L’amour de l’argent n’est pas l’amour de la vie :

32ème dimanche du temps ordinaire - 11 novembre 2018

Mc 12, 38-44

 

Un ami est venu me voir, qui avait dû quitter le séminaire avant la fin, malgré lui, pas assez intellectuel, qui avait ensuite péniblement trouvé de petits boulots, que voulez-vous faire avec cette seule formation, – il est venu me voir avec l’idée de monter un business, d’import-export de statues religieuses et autres objets liturgiques fabriqués à bas prix dans les pays asiatiques. Outre le fait qu’il ne connaissait rien au commerce et ne disposait d’aucun circuit de distribution, je lui ai donné la raison de ma désapprobation : ‘mon pauvre ami, tu as un handicap insurmontable : tu n’aimes pas l’argent’.

L’amour de l’argent n’est pas un péché. Il est une tentation d’accorder une attention excessive aux belles choses, et il se manifeste dans l’amour des beaux vêtements, des belles voitures, des belles chaussures ou des belles montres, ou des beaux tableaux, des beaux bijoux, objets, bibelots, en un mot : du beau. Beau veut dire ici cher : que les pauvres ne peuvent pas se payer mais qui leur fasse envie. Une ancienne Catéchumène de la paroisse employée comme gouvernante chez des milliardaires, ‘super-nanny’ super bien payée, super exploitée, s’est vue demander par un oligarque lors de son embauche : ‘Est-ce que ce que nous avons vous fait envie ?’.

──────────────────────────────

» CONSIGNES DE L'EXERCICE
[1] Dans l'extrait, relevez chaque nom précédé de « beaux » ou « belles » dans l'énumération qui suit « il se manifeste dans l'amour des ».
[2] Recopiez le passage de l'extrait qui va de « Un ami est venu » jusqu'à « n’aimes pas l’argent’. ».

──────────────────────────────

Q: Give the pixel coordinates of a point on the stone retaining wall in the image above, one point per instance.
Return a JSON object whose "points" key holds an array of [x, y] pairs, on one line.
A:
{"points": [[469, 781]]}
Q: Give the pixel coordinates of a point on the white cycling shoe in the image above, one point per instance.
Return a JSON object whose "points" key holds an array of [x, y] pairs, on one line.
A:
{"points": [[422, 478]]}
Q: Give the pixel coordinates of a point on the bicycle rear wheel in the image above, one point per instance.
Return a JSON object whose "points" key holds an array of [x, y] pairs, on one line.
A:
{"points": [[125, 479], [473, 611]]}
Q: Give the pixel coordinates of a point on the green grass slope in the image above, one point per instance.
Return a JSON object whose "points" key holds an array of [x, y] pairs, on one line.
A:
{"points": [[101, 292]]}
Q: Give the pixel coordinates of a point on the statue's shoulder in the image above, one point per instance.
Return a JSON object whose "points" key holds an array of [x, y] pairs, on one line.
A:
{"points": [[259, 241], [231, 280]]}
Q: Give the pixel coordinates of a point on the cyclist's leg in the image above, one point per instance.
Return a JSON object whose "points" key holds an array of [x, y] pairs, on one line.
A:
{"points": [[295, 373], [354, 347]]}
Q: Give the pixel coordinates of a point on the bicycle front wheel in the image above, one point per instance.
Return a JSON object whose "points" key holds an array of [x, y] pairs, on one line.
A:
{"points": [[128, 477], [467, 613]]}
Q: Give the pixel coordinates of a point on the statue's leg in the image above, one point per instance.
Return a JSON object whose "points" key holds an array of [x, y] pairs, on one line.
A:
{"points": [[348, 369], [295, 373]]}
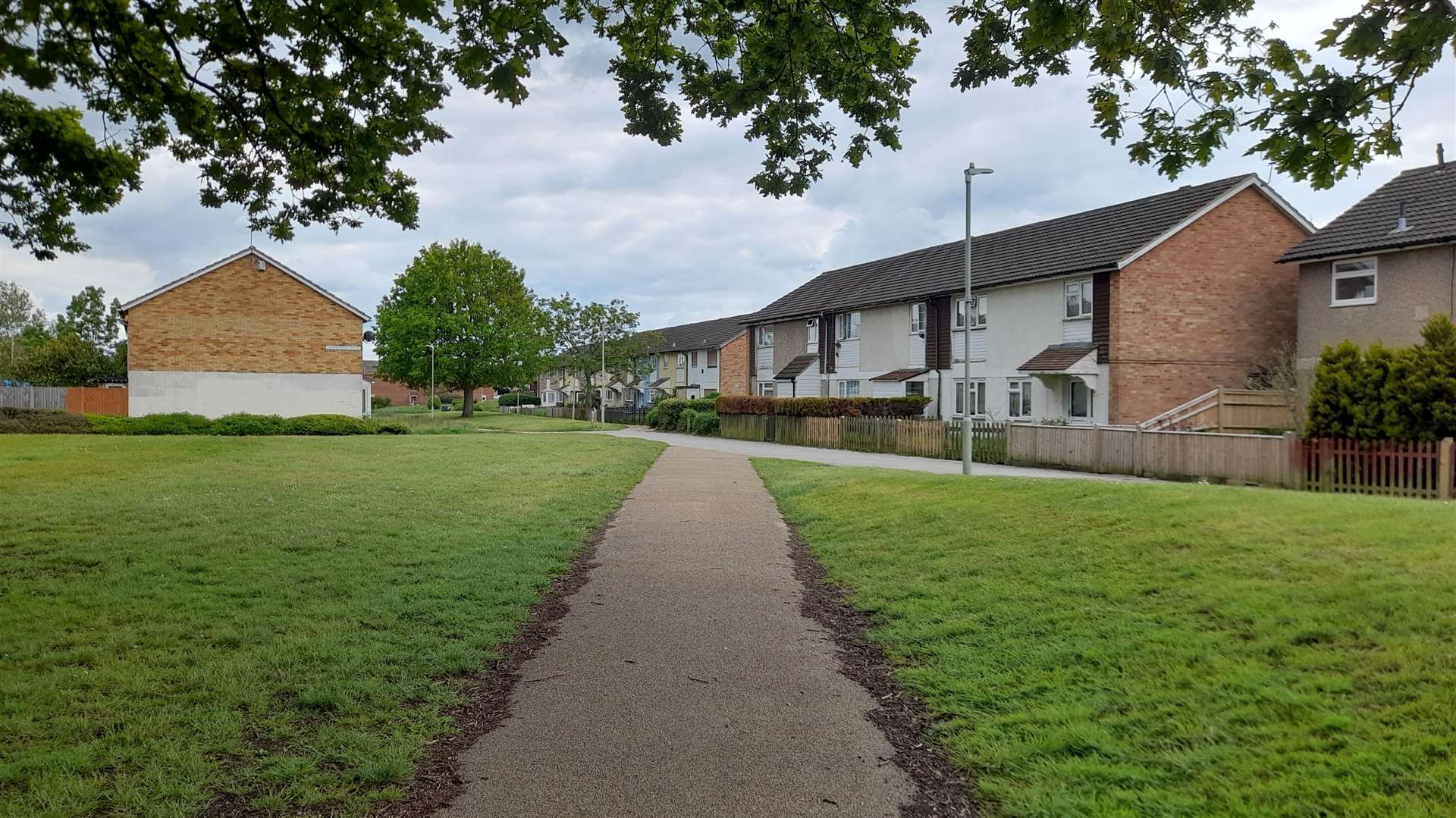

──────────────────────────────

» RÉSULTATS DES TÂCHES
[1] beaux vêtements, belles voitures, belles chaussures, belles montres, beaux tableaux, beaux bijoux

[2]
Un ami est venu me voir, qui avait dû quitter le séminaire avant la fin, malgré lui, pas assez intellectuel, qui avait ensuite péniblement trouvé de petits boulots, que voulez-vous faire avec cette seule formation, – il est venu me voir avec l’idée de monter un business, d’import-export de statues religieuses et autres objets liturgiques fabriqués à bas prix dans les pays asiatiques. Outre le fait qu’il ne connaissait rien au commerce et ne disposait d’aucun circuit de distribution, je lui ai donné la raison de ma désapprobation : ‘mon pauvre ami, tu as un handicap insurmontable : tu n’aimes pas l’argent’.